# sewer smell in old mobile home HELP!



## gitnerdun (Dec 1, 2006)

Uncapped drain pipes will do it. I've seen a lot of mobiles with broken drains underneath just runnin' into the ground, yuk! Once it was a dead animal stinkin' up the place. No fun ahead for you, good luck


----------



## majakdragon (Sep 16, 2006)

I have never seen a 1" gap between the toilet and the floor. This tells me that the piping is supporting the toilet. This can easily break the pipe while being used. The removed bathtub with no capping on the piping can also be the problem. If the trap was not removed with the tub, it may have dried out. Fill the trap with water. A dead animal below the mobile home could also be the problem but I would guess that you have a broken or cracked pipe that is leaking under the unit that is causing the smell since it moves around the area.


----------



## 747 (Feb 11, 2005)

majakdragon said:


> I have never seen a 1" gap between the toilet and the floor. This tells me that the piping is supporting the toilet.
> 
> 
> :laughing: :no:


----------



## sunsoarcats (Dec 13, 2006)

*sewer smell in old mobile home HELP!*

Obviously the toilet wasnt installed by a professional. There is definitely a gap between the bottom of the toilet and the floor. Apparantly the toilet didnt sit level and some wood slips have been inserted to "Level" it. My husband contends that it cant be the toilet since the wax seal is intact... is this so?


----------



## gitnerdun (Dec 1, 2006)

Could be the floor rotted an is settling? Mobiles are known for having particle board floors, and they don't go well with water. Might be time to suit up and do a recon crawl.

-- -- --

◆ Problems and tasks ◆
a - List each distinct username that posts in the mobile home thread.
b - In the mobile home thread, what does sunsoarcats say was inserted under the toilet to level it?
c - Print everything in the mobile home thread from "Could be the" down to "a recon crawl.".

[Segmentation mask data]
-- -- --

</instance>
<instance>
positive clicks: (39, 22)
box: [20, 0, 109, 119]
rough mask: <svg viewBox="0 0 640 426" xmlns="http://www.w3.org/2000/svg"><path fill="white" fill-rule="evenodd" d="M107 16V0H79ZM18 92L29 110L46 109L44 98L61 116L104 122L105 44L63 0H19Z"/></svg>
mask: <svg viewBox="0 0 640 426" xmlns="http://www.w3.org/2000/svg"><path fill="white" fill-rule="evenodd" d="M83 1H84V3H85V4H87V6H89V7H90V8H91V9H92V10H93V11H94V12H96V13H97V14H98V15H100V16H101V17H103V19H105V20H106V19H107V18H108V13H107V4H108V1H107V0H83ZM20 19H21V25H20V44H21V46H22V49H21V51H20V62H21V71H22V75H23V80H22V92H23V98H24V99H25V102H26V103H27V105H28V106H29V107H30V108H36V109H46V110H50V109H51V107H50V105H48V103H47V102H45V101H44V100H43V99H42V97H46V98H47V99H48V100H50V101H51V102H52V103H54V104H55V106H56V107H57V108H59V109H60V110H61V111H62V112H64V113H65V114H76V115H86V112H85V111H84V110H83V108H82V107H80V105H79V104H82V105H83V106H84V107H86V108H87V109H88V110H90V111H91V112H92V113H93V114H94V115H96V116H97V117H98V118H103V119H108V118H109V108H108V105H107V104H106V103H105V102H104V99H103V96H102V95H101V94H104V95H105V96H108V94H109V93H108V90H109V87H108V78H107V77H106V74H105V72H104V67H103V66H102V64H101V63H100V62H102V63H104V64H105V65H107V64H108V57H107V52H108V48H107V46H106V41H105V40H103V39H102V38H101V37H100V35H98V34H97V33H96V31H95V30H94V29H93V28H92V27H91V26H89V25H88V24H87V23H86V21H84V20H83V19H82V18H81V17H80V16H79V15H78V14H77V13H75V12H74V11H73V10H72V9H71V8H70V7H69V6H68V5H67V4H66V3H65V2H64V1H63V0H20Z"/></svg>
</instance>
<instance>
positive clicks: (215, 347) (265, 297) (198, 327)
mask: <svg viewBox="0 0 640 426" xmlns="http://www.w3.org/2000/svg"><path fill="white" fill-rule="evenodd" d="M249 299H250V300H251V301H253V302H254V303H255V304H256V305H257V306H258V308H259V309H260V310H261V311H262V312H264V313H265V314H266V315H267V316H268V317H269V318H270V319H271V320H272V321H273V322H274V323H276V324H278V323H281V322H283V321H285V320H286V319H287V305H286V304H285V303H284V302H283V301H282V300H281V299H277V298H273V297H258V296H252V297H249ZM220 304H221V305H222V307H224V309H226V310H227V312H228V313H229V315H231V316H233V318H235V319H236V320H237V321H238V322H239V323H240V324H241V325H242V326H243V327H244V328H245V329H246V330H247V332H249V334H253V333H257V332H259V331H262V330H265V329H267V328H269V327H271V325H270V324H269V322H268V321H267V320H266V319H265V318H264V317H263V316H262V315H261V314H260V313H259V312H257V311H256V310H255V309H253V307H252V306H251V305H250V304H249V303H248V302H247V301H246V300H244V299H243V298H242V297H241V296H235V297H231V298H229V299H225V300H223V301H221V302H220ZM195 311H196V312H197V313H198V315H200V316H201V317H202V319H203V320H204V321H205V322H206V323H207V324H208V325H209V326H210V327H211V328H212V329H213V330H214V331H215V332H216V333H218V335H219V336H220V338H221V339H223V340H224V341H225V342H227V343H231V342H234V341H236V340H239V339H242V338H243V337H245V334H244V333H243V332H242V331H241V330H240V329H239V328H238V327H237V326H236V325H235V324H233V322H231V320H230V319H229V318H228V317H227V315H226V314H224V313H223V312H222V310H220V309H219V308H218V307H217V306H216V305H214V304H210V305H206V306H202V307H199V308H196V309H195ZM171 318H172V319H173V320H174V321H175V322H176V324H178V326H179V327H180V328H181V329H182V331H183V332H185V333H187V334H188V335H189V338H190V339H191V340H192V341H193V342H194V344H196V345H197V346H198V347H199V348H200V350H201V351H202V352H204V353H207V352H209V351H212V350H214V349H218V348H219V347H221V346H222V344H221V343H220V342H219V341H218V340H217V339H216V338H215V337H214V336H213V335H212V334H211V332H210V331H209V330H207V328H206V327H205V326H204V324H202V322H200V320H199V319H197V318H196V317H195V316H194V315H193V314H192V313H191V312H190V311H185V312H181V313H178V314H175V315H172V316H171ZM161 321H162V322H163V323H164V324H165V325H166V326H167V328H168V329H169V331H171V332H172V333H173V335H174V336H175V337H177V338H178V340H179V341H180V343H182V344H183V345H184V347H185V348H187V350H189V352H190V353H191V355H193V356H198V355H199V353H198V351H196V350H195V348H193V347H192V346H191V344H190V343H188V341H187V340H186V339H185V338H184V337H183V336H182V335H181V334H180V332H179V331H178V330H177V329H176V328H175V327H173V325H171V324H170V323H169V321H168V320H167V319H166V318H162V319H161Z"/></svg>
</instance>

-- -- --

◆ Per-task outputs ◆
a - gitnerdun, majakdragon, 747, sunsoarcats

b - Wood slips.

c -
Could be the floor rotted an is settling? Mobiles are known for having particle board floors, and they don't go well with water. Might be time to suit up and do a recon crawl.